[START Supplied data]
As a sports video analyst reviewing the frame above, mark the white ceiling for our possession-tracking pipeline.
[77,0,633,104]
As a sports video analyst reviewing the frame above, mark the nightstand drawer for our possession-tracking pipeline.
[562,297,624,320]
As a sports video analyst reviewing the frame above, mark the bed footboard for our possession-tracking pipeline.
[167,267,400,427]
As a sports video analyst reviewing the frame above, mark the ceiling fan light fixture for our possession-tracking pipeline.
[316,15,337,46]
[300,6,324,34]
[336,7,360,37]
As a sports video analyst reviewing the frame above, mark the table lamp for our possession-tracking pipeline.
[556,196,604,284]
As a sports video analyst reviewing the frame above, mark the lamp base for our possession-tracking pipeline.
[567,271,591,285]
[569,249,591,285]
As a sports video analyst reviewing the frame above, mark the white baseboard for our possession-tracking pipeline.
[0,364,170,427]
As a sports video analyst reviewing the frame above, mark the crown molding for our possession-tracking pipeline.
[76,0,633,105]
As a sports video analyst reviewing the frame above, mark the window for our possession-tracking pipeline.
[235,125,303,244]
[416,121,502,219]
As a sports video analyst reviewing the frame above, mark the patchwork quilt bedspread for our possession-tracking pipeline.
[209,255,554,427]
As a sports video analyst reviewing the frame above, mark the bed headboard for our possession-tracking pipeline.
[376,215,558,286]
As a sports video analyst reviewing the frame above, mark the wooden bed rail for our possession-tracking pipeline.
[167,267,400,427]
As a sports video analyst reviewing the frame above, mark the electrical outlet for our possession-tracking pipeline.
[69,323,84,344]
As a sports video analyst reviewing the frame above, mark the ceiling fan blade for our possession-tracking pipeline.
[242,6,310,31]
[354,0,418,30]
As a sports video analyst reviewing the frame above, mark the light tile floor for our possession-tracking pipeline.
[END Supplied data]
» Do this
Rewrite all the items above in full, substituting "ball-tracking" for "possession-tracking" wherever it occurs and leaving everything else unchanged.

» Right answer
As a sports video analyst reviewing the frame above, mark the white ceiling for our ball-tracking pipeline.
[77,0,633,104]
As a sports video analyst reviewing the frame above, mark the nightstand drawer for our ball-tracking pipeline.
[562,297,624,320]
As a sports video analyst reviewing the frame above, mark the bed footboard for our ball-tracking pipeline.
[167,267,400,427]
As a sports video analyst reviewing the frame above, mark the ceiling fan light fixture for our ball-tracking pipeline.
[316,15,337,46]
[300,6,324,34]
[336,7,360,37]
As a sports video analyst reviewing the frame above, mark the table lamp for our ball-tracking pipeline.
[556,196,604,284]
As a sports video analyst reviewing the frame above, mark the lamp base for our ball-tracking pipeline.
[567,271,591,285]
[569,249,591,285]
As a sports video analyst reviewing the frame above, mark the white baseboard for our ball-tracking pipeline.
[0,364,170,427]
As a sports video analyst reviewing the frame above, mark the crown molding for our ball-tracking pipeline.
[76,0,633,105]
As a sports video analyst reviewing the frame above, mark the window for our ball-tracking pipeline.
[235,125,303,244]
[416,121,502,219]
As a sports video analyst reviewing the frame above, mark the patchwork quilt bedspread for our ball-tracking pipeline.
[209,255,554,427]
As a sports video analyst reviewing the frame above, mark the bed headboard for our ball-tracking pipeline.
[376,215,558,286]
As a sports video analyst reviewing the frame above, mark the wooden bed rail for our ball-tracking pipeline.
[167,267,400,427]
As a sports video analyst reviewing the frame above, mark the electrical outlet for our ball-tracking pipeline.
[69,323,84,344]
As a sports video analyst reviewing the frame above, mark the ceiling fan blade for our ball-tracking pipeline.
[242,6,310,31]
[354,0,418,30]
As a sports video analyst reviewing the frame above, mark the light tile floor for our ball-tracking pipeline.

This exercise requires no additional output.